EXERCISE DETAILS:
Copy out every line of the data below without changing anything.

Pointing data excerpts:
_ _ _ _

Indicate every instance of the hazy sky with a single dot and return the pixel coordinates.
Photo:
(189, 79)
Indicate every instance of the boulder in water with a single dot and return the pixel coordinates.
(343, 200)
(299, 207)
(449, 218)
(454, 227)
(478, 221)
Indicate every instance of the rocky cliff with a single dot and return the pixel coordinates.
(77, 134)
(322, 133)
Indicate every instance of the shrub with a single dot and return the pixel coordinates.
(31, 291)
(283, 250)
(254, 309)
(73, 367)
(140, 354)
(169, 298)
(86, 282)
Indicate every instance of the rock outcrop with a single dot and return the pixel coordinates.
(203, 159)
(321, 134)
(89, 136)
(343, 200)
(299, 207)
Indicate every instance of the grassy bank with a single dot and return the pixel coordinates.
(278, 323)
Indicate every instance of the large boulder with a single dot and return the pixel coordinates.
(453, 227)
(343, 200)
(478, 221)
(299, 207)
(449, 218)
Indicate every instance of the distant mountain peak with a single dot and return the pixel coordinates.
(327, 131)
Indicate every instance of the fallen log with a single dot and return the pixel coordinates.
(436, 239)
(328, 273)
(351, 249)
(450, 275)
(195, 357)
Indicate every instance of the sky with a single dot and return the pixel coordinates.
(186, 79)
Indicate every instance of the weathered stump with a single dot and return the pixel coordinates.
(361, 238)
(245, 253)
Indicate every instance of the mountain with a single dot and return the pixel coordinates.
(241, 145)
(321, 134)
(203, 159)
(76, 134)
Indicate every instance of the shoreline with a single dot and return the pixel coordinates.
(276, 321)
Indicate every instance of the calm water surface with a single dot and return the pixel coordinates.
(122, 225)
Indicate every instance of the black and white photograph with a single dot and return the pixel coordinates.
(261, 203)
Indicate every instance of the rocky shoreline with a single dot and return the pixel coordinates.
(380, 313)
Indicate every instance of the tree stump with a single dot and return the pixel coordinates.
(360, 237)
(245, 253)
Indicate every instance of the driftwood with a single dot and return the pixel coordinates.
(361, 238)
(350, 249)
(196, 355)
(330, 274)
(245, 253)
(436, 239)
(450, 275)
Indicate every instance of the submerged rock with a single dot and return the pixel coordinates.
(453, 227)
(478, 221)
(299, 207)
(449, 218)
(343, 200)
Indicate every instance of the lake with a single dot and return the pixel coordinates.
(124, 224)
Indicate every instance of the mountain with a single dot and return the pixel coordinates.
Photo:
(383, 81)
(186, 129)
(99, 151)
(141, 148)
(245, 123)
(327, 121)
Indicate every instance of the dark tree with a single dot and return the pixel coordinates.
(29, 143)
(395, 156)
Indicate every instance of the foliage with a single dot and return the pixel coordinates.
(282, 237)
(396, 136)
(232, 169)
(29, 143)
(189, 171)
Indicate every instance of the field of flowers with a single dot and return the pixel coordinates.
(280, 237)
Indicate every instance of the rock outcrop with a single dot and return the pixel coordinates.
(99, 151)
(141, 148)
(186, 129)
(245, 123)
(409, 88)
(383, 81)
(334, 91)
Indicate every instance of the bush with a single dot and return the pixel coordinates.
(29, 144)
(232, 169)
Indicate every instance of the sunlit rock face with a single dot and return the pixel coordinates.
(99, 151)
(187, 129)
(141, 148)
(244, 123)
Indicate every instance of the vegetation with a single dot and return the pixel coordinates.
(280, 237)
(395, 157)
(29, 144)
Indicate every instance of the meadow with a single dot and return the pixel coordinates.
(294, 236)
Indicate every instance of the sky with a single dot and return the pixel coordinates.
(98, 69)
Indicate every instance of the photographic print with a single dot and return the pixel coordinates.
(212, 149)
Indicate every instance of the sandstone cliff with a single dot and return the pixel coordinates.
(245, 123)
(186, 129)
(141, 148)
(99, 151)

_ _ _ _

COMPLETED EXERCISE:
Indicate every instance of the hazy sky with a single dot and return the pixel coordinates.
Photo:
(189, 79)
Indicate every instance of the boulder in water with a single dot and return the pixel coordinates.
(343, 200)
(299, 207)
(449, 218)
(454, 227)
(478, 221)
Indicate every instance of the rocky cliff with a single dot and return the pixel coordinates.
(77, 134)
(322, 133)
Indicate every instance of the shrub with a single dot and return the pixel coordinates.
(31, 291)
(283, 250)
(254, 309)
(73, 367)
(140, 354)
(169, 298)
(86, 282)
Indicate every instance of the rock outcrop with a single dot and return the pixel coordinates.
(203, 159)
(321, 134)
(89, 136)
(343, 200)
(299, 207)
Indicate every instance of the grassy bank with a single dot and return the pixel coordinates.
(278, 323)
Indicate every instance of the large boulder with a single dot and return the pixel coordinates.
(453, 227)
(343, 200)
(478, 221)
(299, 207)
(449, 218)
Indicate every instance of the distant mountain peak with a single dot and return the pixel coordinates.
(327, 131)
Indicate every instance of the fallen log with a single dot and return the pixel coordinates.
(436, 239)
(328, 273)
(351, 249)
(450, 275)
(195, 357)
Indicate every instance of the sky with a single dot and return the pixel coordinates.
(186, 79)
Indicate every instance of the weathered stump with a single dot and return the pixel coordinates.
(361, 238)
(245, 253)
Indicate every instance of the mountain with a single dot and return the pixel coordinates.
(241, 145)
(321, 134)
(203, 159)
(76, 134)
Indicate every instance of the shoreline with a single dot and return the pixel coordinates.
(276, 321)
Indicate every instance of the calm water surface with a single dot and return the pixel coordinates.
(122, 225)
Indicate every instance of the black and white photograph with a single dot and return the pixel coordinates.
(261, 203)
Indicate every instance of the rocky shoreline with a single dot and return the pixel coordinates.
(380, 313)
Indicate every instance of the tree stump with a single dot and return the pixel coordinates.
(360, 237)
(245, 253)
Indicate every instance of the driftwood with a single dot and return the pixel coordinates.
(361, 238)
(350, 249)
(196, 355)
(330, 274)
(245, 253)
(436, 239)
(450, 275)
Indicate every instance of the submerged rock with a single dot and return the pixel coordinates.
(453, 227)
(478, 221)
(299, 207)
(449, 218)
(343, 200)
Indicate every instance of the lake with a single dot and return the pixel coordinates.
(124, 224)
Indicate every instance of the mountain with a single dot and return the pixel coordinates.
Photo:
(383, 81)
(186, 129)
(99, 151)
(141, 148)
(245, 123)
(327, 121)
Indicate every instance of the dark tree with a single dot and return the pixel coordinates.
(29, 143)
(395, 156)
Indicate every instance of the foliage with a single dot and return the pixel coordinates.
(282, 237)
(396, 136)
(232, 169)
(29, 143)
(189, 171)
Indicate every instance of the field of flowers with a single dot and return the pixel coordinates.
(280, 237)
Indicate every instance of the rock outcrop with a single dot and return the pixel coordinates.
(99, 151)
(141, 148)
(186, 129)
(245, 123)
(409, 88)
(383, 81)
(334, 91)
Indicate every instance of the bush with a single dot and return the pixel coordinates.
(29, 144)
(232, 169)
Indicate every instance of the sunlit rock face with a single dot and return the pixel coordinates.
(99, 151)
(187, 129)
(141, 148)
(244, 123)
Indicate every instance of the vegetation with a single dot and return the pixel coordinates.
(280, 237)
(395, 157)
(29, 144)
Indicate every instance of the meadow with a single dot and return the pixel coordinates.
(294, 236)
Indicate every instance of the sky with a single dot and return the pixel coordinates.
(98, 69)
Indicate every instance of the photographic print with a single dot and return the pixel coordinates.
(212, 149)
Indicate every instance of the sandstone cliff with a single dot and return the pixel coordinates.
(245, 123)
(186, 129)
(141, 148)
(99, 151)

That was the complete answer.